=== MATERIAL ===

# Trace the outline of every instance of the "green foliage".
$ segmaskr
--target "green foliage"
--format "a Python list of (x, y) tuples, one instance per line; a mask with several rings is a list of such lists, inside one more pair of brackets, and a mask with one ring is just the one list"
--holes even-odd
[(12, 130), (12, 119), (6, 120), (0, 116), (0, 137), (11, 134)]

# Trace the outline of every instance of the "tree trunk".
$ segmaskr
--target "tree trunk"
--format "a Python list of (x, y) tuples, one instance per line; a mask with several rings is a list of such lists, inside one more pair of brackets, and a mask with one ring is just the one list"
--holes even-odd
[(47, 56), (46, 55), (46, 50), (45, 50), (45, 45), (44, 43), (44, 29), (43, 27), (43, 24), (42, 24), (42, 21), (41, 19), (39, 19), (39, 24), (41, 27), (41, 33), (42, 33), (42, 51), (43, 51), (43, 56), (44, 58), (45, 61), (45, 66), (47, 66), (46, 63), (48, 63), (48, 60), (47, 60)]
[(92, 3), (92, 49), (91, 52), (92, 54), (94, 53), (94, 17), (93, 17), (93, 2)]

===

§ **AIM OF THE EXERCISE**
Print every line of the records above verbatim, from the first line to the last.

§ **SOLUTION TO THIS PROBLEM**
# Trace the outline of every instance of the "green foliage".
$ segmaskr
--target "green foliage"
--format "a Python list of (x, y) tuples, one instance per line; a mask with several rings is a list of such lists, inside one more pair of brackets, and a mask with one ring is just the one list"
--holes even-odd
[(12, 130), (12, 119), (6, 120), (0, 116), (0, 137), (11, 134)]

# Trace the outline of every instance of the "tree trunk".
$ segmaskr
--target "tree trunk"
--format "a Python list of (x, y) tuples, one instance per line; a mask with several rings is a list of such lists, inside one more pair of brackets, and a mask with one ring is just the one list"
--holes even-odd
[(47, 56), (46, 55), (46, 50), (45, 50), (45, 45), (44, 43), (44, 29), (43, 27), (43, 24), (42, 24), (42, 21), (41, 19), (39, 19), (39, 24), (41, 27), (41, 33), (42, 33), (42, 51), (43, 51), (43, 56), (44, 58), (45, 61), (45, 66), (47, 66), (46, 63), (48, 63), (48, 60), (47, 60)]
[(92, 3), (92, 49), (91, 52), (92, 54), (94, 53), (94, 17), (93, 17), (93, 2)]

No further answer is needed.